* _Request_:
Rescale the material in the stretch from the line containing "Task: indicate the tree in" through the line containing "x=330 y=314": write out every line of it again, multiplying each x and y coordinate in the answers by 2.45 and rounding to the nearest whole number, with halves rounded up. Leave all other wording unchanged.

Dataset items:

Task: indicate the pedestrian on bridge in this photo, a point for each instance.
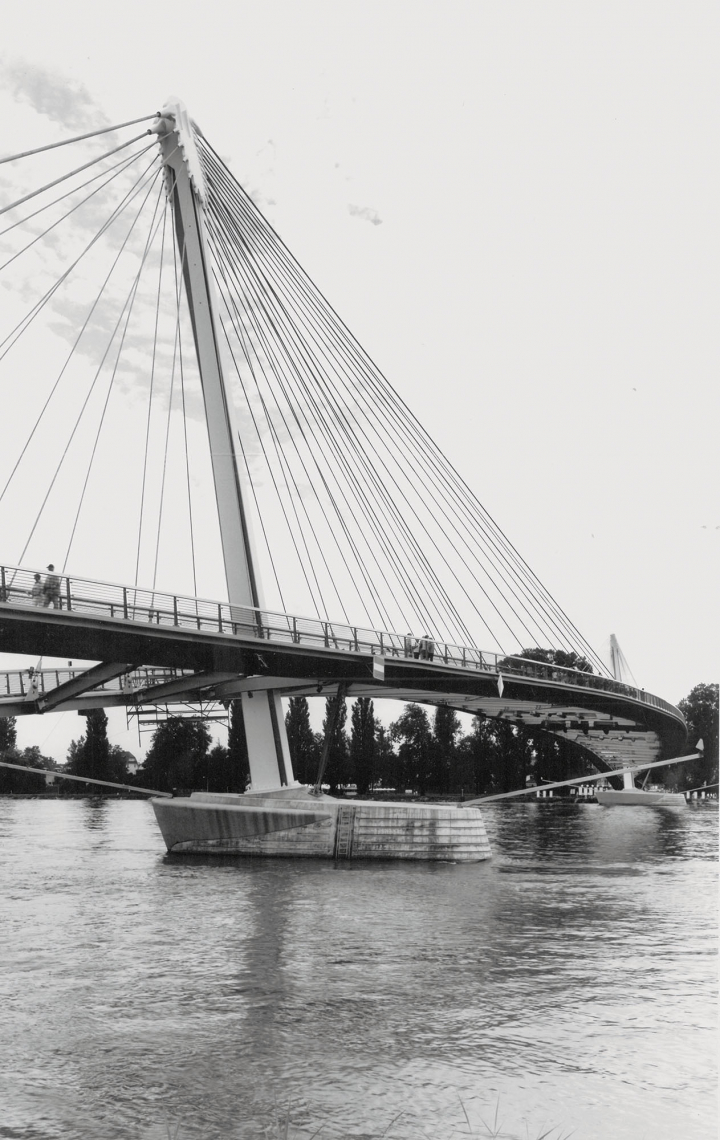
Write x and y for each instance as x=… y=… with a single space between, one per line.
x=37 y=593
x=51 y=589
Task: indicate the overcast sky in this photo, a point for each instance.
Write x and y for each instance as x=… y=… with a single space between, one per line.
x=514 y=208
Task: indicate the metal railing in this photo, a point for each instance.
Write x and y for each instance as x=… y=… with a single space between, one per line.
x=130 y=603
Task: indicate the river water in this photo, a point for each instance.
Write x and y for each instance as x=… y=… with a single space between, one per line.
x=567 y=985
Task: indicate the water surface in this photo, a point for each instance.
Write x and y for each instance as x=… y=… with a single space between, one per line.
x=569 y=983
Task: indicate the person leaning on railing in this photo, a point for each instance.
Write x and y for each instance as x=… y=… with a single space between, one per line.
x=51 y=589
x=37 y=592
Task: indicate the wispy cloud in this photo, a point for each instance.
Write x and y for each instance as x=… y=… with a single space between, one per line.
x=367 y=213
x=52 y=95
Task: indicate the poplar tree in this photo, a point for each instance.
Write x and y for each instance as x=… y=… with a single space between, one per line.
x=362 y=743
x=302 y=741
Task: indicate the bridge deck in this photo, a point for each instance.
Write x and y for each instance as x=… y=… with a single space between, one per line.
x=195 y=648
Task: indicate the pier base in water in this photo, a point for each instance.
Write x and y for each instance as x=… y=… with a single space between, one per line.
x=293 y=822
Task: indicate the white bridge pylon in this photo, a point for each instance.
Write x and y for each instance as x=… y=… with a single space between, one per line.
x=270 y=763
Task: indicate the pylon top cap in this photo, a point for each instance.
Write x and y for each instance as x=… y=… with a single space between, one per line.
x=174 y=117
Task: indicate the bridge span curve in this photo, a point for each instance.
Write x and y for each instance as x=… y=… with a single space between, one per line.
x=155 y=648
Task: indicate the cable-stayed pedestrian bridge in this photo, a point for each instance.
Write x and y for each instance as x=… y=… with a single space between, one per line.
x=196 y=401
x=158 y=648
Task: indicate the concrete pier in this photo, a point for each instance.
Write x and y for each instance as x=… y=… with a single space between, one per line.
x=295 y=823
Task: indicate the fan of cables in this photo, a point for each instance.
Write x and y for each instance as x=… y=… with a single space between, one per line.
x=357 y=513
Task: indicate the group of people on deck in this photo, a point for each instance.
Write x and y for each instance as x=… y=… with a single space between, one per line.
x=423 y=649
x=48 y=592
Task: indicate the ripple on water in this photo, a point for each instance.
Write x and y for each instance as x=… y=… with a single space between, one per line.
x=571 y=982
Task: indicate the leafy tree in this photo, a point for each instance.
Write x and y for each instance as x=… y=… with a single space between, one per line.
x=238 y=774
x=474 y=758
x=90 y=756
x=362 y=743
x=178 y=756
x=700 y=709
x=303 y=744
x=16 y=783
x=384 y=757
x=336 y=770
x=411 y=730
x=446 y=730
x=8 y=734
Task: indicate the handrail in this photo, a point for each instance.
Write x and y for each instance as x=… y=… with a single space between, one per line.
x=135 y=604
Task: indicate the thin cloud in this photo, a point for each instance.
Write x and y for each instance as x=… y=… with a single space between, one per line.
x=367 y=213
x=52 y=95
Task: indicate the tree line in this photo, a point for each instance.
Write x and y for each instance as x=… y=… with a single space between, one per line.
x=425 y=754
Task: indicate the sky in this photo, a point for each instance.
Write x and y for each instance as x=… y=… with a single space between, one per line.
x=514 y=209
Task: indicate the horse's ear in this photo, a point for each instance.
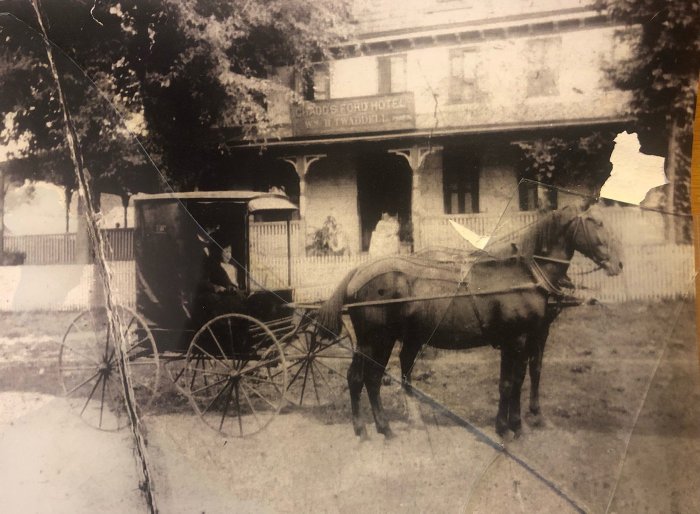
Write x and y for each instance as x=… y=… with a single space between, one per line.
x=568 y=214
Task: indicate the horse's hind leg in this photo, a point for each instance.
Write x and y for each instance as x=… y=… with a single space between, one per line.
x=375 y=366
x=409 y=351
x=536 y=350
x=513 y=368
x=356 y=382
x=519 y=370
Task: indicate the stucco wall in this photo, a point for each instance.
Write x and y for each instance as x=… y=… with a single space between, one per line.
x=331 y=190
x=498 y=181
x=431 y=201
x=578 y=58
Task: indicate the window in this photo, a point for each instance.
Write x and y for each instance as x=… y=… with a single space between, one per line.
x=391 y=74
x=534 y=196
x=543 y=61
x=312 y=84
x=460 y=179
x=463 y=70
x=321 y=82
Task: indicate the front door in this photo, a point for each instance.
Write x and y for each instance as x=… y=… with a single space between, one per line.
x=383 y=187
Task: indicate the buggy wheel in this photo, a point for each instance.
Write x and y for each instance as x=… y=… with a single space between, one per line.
x=317 y=364
x=234 y=375
x=89 y=370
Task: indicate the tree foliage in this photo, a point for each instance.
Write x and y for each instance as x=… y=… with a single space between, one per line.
x=662 y=73
x=576 y=160
x=175 y=71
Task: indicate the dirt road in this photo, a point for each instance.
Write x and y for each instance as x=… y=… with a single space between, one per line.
x=622 y=435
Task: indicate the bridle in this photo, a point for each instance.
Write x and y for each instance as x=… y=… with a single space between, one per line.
x=575 y=225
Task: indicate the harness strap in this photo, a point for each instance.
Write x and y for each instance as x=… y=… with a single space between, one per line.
x=472 y=301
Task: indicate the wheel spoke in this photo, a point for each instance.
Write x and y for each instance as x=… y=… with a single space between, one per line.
x=118 y=397
x=303 y=385
x=320 y=363
x=216 y=340
x=250 y=404
x=77 y=368
x=325 y=380
x=209 y=386
x=313 y=381
x=257 y=393
x=68 y=393
x=102 y=401
x=218 y=395
x=93 y=359
x=206 y=352
x=97 y=382
x=228 y=401
x=238 y=411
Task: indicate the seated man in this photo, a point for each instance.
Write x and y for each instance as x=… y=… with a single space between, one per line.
x=217 y=292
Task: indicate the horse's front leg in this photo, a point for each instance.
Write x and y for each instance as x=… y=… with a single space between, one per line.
x=513 y=368
x=409 y=351
x=356 y=382
x=519 y=369
x=536 y=350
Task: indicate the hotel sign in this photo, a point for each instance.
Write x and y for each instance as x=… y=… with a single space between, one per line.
x=354 y=115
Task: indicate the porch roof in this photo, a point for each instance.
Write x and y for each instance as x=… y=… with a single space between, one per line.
x=432 y=134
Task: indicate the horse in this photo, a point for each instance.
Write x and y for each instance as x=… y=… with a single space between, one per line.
x=503 y=300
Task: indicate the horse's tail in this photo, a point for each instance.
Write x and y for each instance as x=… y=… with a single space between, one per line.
x=330 y=313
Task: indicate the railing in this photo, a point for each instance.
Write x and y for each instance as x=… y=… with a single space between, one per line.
x=60 y=248
x=632 y=226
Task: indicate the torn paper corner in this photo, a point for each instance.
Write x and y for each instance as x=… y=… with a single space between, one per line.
x=633 y=174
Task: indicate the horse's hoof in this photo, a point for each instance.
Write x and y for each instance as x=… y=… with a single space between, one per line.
x=388 y=433
x=501 y=428
x=361 y=432
x=535 y=420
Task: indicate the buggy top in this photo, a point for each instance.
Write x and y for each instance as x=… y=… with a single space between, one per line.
x=174 y=236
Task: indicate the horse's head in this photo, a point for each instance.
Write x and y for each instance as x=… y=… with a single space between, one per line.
x=589 y=235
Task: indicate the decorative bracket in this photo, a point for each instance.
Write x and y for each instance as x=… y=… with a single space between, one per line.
x=302 y=163
x=415 y=155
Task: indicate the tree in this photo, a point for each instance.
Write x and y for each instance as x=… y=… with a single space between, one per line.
x=662 y=74
x=178 y=71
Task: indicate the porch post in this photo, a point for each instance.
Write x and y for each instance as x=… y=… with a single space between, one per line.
x=415 y=156
x=301 y=165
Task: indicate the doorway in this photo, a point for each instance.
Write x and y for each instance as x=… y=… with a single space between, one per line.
x=383 y=186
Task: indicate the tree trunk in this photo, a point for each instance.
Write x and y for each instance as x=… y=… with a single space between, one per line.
x=2 y=213
x=83 y=244
x=68 y=196
x=125 y=204
x=677 y=195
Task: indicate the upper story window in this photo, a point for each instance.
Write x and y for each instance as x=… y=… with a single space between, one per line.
x=533 y=196
x=463 y=86
x=391 y=73
x=321 y=82
x=314 y=84
x=460 y=179
x=543 y=63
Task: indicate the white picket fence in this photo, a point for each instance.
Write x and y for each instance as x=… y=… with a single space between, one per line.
x=651 y=272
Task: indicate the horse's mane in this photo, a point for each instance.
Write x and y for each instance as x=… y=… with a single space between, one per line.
x=539 y=236
x=330 y=314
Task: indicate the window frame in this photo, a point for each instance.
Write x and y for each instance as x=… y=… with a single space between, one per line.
x=460 y=176
x=458 y=81
x=386 y=76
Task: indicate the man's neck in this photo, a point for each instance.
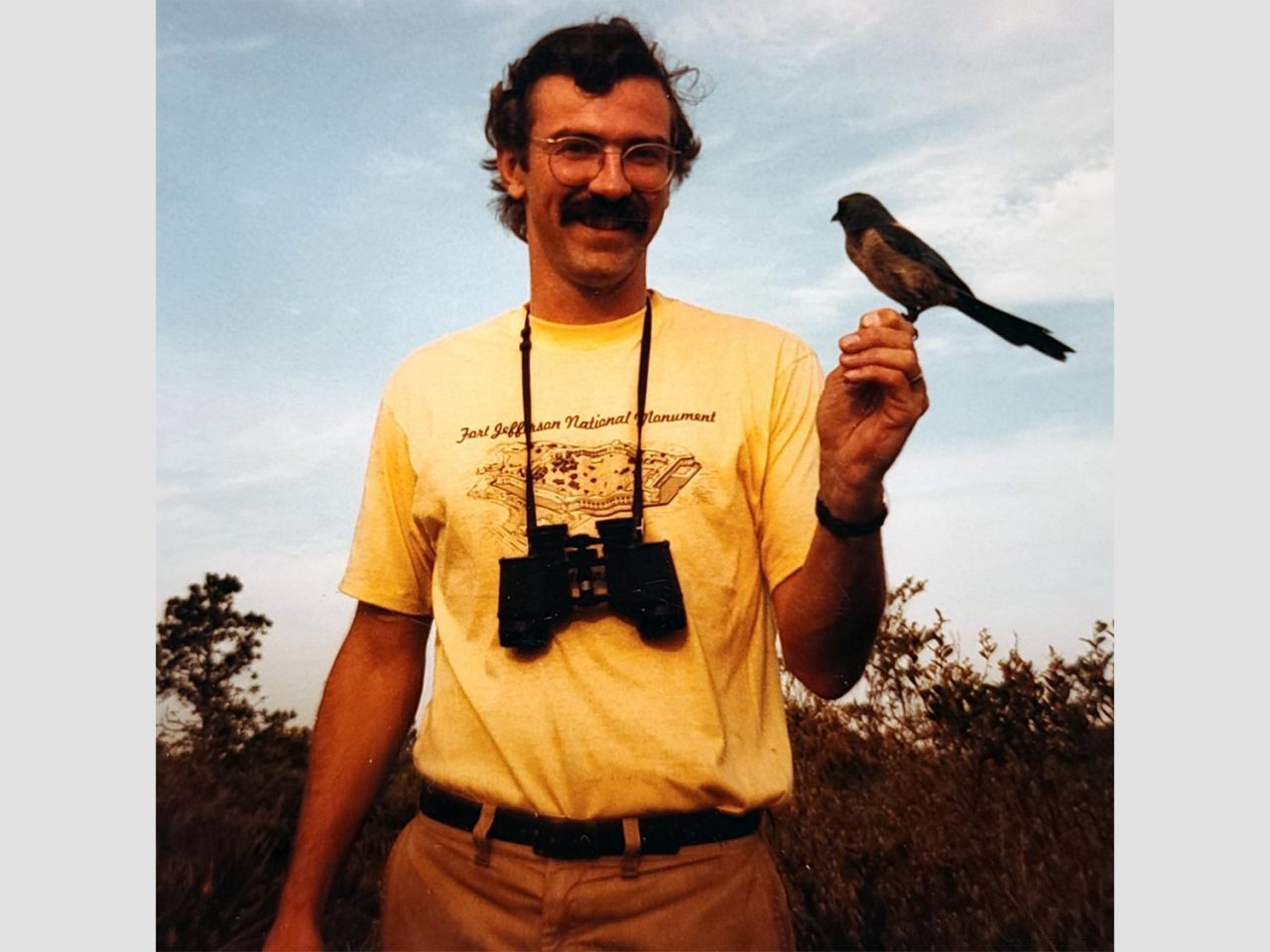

* _Written answer_:
Task: indicate the tree in this photo, a point for each instance.
Write x and y for each instance as x=… y=… with a single space between, one per line.
x=1622 y=181
x=436 y=174
Task: indicate the porch post in this photo, a point for each instance.
Write x and y for each instance as x=… y=… with a single space between, one per line.
x=1017 y=382
x=737 y=404
Task: indicate the doorway in this photo, a point for each instance.
Write x and y for each instance as x=… y=… with a single space between, one per line.
x=938 y=456
Task: indicate the tree trunk in this photo, a point for each instance.
Write x and y for each instance as x=… y=… with a single space between, one per line.
x=5 y=522
x=203 y=598
x=167 y=480
x=306 y=500
x=1659 y=478
Task: indicate the upper story window in this photo, a point for each instance.
Write x and y for each instance as x=… y=… with a single space between, one per line.
x=1306 y=480
x=1134 y=211
x=958 y=179
x=786 y=201
x=769 y=206
x=1127 y=439
x=1330 y=154
Task: indicate the white picket fence in this photo, a point for each instance.
Write x and y for each instance as x=… y=… with a single space between, one per line.
x=1595 y=666
Task: indicate the horse's mane in this photo, a point for each instance.
Write x and y for each instance as x=… y=… with a single space between, one per line.
x=1321 y=578
x=809 y=769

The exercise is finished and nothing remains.